# Written problem:
Show, in full, each line of the records below that contains the string "molding".

== Extracted entries

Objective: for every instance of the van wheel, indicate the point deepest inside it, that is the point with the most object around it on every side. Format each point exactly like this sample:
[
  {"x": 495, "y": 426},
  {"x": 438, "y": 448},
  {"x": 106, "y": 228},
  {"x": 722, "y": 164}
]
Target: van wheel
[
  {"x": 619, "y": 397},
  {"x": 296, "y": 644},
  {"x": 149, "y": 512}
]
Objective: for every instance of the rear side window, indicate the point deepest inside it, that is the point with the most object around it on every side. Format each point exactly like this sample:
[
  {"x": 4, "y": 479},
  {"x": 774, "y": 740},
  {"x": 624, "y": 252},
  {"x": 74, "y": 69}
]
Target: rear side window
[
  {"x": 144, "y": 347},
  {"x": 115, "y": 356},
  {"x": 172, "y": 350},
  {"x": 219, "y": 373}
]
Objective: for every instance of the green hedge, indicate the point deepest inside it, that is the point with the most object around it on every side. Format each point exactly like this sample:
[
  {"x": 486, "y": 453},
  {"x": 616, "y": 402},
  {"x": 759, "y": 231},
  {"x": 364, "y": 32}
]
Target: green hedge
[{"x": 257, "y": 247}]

====
== Extracted entries

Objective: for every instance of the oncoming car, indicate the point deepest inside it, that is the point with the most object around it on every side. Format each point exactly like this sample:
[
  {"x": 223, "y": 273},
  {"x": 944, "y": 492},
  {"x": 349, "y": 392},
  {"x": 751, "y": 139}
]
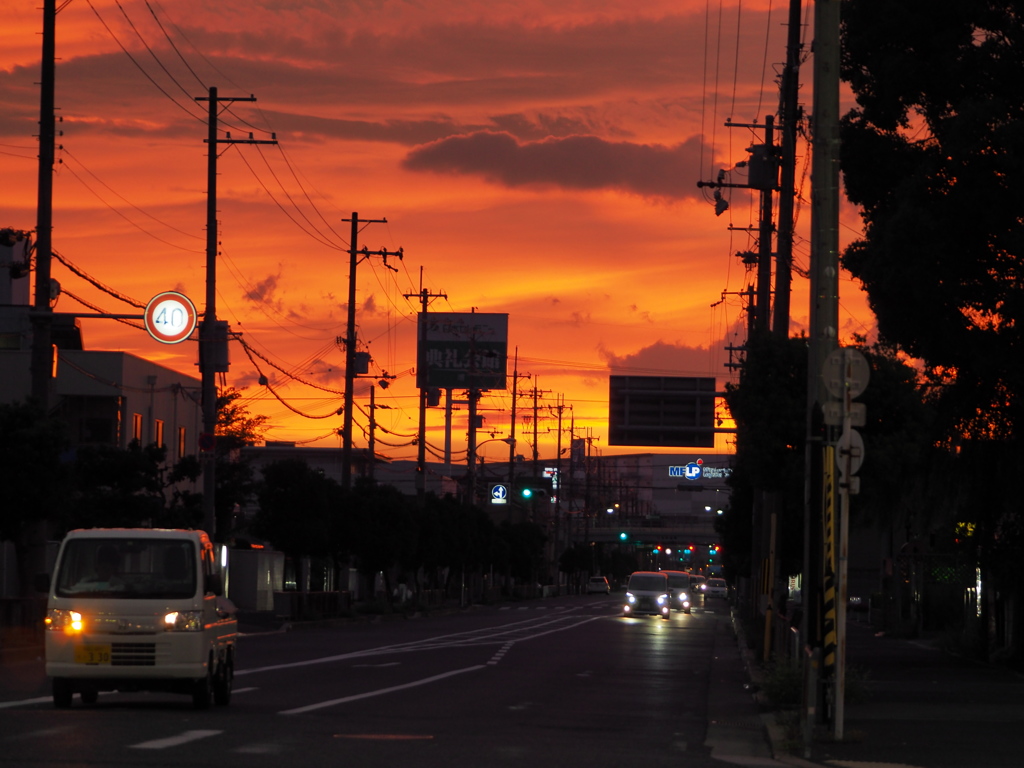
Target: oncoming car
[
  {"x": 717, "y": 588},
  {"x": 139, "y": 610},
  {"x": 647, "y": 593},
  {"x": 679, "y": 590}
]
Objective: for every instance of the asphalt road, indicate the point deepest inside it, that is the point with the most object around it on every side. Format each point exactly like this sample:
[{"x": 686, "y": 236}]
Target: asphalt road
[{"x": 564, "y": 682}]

====
== Extracted entries

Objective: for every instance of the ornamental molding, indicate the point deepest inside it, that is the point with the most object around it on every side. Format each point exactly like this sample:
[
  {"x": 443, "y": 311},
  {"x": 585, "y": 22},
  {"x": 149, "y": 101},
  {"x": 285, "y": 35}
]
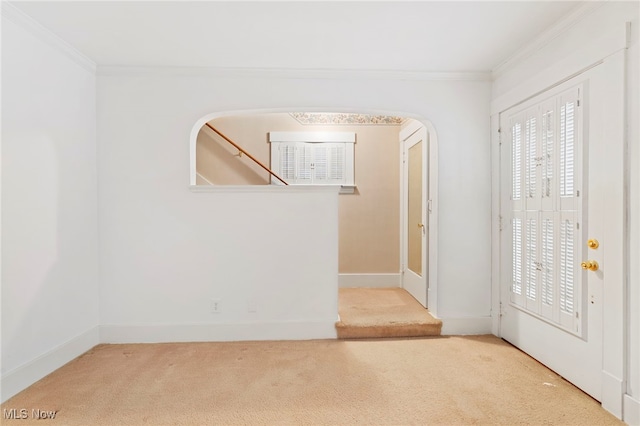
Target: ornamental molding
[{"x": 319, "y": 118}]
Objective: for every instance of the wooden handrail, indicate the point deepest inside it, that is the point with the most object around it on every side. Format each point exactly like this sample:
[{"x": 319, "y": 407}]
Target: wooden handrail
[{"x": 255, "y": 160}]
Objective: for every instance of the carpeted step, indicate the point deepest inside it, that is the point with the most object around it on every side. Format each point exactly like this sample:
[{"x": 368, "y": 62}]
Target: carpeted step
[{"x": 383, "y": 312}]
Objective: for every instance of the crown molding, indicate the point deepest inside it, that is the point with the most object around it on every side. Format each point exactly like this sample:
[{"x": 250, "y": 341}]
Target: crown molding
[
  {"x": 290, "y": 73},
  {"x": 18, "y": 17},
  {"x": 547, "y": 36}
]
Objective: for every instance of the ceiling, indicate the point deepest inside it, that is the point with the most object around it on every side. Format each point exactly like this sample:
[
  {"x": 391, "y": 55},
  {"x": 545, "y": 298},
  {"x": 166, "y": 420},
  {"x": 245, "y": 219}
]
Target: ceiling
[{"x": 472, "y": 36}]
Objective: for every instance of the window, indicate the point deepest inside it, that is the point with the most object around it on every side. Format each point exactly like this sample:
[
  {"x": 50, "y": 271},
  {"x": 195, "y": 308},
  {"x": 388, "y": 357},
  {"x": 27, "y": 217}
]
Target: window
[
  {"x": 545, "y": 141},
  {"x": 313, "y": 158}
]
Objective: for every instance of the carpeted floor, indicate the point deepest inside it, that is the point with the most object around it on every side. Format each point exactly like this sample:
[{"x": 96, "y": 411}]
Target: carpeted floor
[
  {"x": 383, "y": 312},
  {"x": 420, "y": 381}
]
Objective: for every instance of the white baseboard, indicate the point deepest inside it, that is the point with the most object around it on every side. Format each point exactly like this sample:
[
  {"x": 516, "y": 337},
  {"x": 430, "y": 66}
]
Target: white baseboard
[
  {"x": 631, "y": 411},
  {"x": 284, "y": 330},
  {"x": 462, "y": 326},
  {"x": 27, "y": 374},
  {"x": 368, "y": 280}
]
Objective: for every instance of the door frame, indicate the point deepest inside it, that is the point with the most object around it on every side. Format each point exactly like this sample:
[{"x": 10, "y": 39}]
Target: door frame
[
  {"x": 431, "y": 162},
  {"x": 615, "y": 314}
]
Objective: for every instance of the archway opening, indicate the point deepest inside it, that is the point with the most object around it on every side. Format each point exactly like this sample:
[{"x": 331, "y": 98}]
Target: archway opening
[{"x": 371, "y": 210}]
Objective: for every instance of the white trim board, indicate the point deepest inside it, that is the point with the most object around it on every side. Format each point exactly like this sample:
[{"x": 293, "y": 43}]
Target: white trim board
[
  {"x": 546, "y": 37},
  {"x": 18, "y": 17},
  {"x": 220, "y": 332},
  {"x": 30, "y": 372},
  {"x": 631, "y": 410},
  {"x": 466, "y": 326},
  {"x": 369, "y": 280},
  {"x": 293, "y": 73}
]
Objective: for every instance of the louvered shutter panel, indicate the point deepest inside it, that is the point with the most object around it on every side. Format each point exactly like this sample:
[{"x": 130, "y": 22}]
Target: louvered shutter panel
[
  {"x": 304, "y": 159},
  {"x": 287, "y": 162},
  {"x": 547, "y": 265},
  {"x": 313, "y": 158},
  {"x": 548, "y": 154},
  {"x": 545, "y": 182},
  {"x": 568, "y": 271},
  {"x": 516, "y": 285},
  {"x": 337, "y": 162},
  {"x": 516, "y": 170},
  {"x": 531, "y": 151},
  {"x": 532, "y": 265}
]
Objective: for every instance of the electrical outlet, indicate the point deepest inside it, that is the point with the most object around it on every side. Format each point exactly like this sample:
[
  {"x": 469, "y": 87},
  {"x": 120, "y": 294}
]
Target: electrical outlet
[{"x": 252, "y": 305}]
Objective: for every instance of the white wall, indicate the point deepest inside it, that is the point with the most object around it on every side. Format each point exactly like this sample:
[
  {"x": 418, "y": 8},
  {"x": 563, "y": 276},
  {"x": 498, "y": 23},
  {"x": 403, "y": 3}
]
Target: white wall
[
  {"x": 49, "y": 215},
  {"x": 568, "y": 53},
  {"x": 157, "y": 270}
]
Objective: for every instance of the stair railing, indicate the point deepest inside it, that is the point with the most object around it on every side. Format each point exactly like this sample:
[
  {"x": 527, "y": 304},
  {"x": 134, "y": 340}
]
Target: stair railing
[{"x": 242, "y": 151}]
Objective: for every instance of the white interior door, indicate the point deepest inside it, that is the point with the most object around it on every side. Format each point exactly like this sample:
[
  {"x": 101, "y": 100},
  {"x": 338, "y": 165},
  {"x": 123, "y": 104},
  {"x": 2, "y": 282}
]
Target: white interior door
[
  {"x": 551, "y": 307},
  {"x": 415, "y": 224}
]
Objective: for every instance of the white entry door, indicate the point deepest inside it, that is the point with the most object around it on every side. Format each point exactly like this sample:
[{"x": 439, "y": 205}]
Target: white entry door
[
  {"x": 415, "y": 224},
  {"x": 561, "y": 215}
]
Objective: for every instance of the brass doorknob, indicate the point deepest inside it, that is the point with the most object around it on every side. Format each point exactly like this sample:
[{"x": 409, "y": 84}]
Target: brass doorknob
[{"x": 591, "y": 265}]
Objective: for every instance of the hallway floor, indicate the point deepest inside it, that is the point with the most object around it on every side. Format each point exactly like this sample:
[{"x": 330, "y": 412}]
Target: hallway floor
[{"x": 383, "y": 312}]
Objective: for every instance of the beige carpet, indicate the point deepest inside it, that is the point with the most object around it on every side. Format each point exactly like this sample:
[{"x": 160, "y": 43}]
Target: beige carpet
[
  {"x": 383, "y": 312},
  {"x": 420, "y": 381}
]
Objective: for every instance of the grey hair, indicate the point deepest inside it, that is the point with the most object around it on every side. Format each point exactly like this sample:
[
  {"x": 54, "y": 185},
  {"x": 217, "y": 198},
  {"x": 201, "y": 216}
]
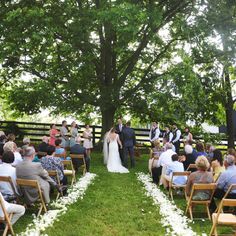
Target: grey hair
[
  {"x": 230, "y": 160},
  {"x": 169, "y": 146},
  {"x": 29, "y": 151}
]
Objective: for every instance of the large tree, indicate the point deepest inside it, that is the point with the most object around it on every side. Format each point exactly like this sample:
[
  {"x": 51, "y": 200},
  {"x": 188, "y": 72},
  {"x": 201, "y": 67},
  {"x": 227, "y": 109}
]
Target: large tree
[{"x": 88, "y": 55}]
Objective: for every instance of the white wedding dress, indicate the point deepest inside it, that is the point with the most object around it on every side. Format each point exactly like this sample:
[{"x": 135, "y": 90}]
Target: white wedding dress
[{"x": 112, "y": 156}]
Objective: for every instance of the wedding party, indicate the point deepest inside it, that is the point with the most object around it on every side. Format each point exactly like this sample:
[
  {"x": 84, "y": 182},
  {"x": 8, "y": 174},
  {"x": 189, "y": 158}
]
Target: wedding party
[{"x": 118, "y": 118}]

====

# Output of the task:
Objective: for every instance of the ornamental molding, indicate the point deepest inside it, that is the point with the most object around it on every side. Format each point exactly like this sample:
Target: ornamental molding
Objective: for every instance of the crown molding, indicate the point deepest inside it, that is the point with the most object around it on every side. Format each point exactly like this sample:
Target: crown molding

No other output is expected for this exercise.